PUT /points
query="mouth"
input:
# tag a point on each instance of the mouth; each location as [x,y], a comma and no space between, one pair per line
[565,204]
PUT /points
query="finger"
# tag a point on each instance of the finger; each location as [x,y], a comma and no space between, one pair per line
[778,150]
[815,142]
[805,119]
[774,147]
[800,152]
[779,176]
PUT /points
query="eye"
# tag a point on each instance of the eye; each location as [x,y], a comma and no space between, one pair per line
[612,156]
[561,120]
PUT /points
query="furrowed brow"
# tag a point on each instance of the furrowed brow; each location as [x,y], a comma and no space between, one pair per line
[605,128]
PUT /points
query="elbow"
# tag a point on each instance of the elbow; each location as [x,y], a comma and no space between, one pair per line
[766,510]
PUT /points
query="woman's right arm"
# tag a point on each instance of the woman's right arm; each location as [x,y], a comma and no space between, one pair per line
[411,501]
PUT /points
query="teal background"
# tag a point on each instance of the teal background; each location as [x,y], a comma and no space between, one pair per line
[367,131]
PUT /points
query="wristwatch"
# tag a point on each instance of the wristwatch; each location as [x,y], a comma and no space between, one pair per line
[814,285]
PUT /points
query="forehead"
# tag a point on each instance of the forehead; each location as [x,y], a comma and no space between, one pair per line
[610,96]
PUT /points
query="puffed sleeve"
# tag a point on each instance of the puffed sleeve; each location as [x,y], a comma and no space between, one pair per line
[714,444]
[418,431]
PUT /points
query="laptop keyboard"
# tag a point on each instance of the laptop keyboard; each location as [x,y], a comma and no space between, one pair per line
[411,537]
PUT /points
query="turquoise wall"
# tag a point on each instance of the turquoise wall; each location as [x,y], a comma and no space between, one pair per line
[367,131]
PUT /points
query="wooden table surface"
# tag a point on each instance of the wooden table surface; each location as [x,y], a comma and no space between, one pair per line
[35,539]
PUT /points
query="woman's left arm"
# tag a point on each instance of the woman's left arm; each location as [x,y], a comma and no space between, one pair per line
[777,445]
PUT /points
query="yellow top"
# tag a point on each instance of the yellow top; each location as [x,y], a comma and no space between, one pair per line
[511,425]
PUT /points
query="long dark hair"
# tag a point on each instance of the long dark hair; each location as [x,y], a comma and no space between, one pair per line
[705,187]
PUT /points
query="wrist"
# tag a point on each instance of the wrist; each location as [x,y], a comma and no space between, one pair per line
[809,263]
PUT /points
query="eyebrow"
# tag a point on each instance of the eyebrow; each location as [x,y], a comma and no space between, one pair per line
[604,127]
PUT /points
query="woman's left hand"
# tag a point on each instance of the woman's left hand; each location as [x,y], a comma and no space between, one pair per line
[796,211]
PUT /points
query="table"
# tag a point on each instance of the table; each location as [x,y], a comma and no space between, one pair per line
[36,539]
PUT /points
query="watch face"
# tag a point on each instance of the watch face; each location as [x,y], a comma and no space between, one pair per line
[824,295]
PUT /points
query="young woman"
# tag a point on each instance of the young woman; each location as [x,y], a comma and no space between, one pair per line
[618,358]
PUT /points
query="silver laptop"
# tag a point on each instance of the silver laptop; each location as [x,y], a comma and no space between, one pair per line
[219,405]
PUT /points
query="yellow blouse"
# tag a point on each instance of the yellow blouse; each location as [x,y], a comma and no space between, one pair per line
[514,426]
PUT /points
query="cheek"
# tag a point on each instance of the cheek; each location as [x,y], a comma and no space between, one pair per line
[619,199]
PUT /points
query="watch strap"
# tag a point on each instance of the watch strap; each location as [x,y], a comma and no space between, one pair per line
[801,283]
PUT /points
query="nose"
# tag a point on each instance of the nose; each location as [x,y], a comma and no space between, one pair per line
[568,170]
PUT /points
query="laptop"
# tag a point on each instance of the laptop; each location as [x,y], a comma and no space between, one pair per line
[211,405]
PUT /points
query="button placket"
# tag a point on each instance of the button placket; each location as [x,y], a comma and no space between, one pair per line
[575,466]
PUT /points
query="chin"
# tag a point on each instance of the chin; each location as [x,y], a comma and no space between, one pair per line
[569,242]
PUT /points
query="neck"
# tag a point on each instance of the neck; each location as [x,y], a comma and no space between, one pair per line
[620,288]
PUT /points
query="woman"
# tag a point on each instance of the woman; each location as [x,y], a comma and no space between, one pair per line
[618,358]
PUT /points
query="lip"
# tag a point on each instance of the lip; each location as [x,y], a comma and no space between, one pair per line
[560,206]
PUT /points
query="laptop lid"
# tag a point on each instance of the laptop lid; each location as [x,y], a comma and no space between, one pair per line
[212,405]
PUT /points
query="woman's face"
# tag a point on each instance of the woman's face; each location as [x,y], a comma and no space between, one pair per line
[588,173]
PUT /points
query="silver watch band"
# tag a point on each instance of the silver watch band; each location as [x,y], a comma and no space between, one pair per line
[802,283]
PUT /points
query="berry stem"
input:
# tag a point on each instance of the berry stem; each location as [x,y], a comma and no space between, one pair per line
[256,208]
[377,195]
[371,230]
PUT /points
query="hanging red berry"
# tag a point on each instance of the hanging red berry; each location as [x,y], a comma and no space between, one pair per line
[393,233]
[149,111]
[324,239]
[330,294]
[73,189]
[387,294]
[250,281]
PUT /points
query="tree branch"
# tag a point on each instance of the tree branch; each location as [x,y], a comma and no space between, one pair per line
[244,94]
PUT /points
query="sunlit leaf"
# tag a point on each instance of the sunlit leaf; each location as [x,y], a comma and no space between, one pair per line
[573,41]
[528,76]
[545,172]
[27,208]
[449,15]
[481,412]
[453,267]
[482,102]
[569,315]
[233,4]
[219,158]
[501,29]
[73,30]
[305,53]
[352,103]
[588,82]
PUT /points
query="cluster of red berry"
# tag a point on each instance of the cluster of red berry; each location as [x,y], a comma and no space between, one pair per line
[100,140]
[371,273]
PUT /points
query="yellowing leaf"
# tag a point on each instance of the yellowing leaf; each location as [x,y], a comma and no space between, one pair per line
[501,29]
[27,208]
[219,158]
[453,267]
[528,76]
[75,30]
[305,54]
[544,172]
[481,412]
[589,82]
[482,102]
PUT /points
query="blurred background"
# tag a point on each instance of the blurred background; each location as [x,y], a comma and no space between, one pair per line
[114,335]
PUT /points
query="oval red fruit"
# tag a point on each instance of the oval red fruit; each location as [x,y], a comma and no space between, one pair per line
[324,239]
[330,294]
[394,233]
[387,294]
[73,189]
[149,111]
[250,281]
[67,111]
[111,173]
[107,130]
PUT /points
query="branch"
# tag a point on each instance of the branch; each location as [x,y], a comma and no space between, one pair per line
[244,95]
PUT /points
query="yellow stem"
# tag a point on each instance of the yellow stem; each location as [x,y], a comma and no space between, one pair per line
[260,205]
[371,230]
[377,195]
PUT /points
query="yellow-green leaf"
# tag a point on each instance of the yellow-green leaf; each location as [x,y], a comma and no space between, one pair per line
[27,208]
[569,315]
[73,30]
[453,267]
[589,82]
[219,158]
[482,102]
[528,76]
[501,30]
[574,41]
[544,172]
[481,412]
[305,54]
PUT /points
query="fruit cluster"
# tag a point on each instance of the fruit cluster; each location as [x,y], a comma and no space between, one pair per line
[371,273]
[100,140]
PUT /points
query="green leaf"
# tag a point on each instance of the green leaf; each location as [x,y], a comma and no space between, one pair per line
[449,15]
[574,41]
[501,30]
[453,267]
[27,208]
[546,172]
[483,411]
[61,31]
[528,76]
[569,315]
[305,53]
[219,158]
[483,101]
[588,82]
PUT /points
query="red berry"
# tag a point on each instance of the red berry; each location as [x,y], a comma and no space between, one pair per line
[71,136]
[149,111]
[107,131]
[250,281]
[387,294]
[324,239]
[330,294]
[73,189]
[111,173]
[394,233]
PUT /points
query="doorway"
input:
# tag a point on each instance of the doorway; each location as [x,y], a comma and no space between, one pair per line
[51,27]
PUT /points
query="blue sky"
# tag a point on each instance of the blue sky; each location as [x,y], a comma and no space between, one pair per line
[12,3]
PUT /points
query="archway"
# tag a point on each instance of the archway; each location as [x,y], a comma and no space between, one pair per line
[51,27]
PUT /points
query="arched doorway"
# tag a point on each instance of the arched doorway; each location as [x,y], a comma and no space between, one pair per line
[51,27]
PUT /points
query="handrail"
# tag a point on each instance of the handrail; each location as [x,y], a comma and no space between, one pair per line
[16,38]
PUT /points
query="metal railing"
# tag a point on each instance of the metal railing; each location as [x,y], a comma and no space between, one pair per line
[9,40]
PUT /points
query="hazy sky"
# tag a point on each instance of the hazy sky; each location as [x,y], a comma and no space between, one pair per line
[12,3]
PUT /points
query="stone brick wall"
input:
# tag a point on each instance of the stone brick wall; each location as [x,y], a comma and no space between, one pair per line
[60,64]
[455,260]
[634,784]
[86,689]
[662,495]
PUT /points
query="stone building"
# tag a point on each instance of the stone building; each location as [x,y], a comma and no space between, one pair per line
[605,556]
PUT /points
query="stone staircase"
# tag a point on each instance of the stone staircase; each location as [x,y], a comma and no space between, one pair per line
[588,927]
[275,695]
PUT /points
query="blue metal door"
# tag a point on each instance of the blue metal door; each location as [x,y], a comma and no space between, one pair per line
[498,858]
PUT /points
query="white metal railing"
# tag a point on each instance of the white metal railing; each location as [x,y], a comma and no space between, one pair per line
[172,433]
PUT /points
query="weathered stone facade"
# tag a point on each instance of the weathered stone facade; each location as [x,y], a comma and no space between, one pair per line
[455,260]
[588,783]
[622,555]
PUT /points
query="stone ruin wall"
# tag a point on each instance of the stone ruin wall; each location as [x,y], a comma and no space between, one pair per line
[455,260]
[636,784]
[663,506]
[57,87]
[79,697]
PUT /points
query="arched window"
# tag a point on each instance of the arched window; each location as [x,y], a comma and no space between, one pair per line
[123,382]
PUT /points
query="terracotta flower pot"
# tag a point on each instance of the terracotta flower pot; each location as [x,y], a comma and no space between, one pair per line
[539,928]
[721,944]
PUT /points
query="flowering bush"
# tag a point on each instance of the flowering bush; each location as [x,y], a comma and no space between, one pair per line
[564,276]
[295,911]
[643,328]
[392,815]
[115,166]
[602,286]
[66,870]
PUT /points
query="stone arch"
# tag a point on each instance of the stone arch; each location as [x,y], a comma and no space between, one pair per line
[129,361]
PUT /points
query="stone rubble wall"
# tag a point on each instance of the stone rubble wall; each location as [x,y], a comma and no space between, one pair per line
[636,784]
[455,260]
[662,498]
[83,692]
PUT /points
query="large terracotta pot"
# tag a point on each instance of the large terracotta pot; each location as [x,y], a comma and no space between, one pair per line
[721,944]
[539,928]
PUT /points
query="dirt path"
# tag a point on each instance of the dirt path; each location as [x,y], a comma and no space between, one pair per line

WHAT IS REQUIRED
Count the lines in the entries above that contain the string "weathered", with uppercase and lowercase treated as different, and reply with that number alone.

TASK RESULT
2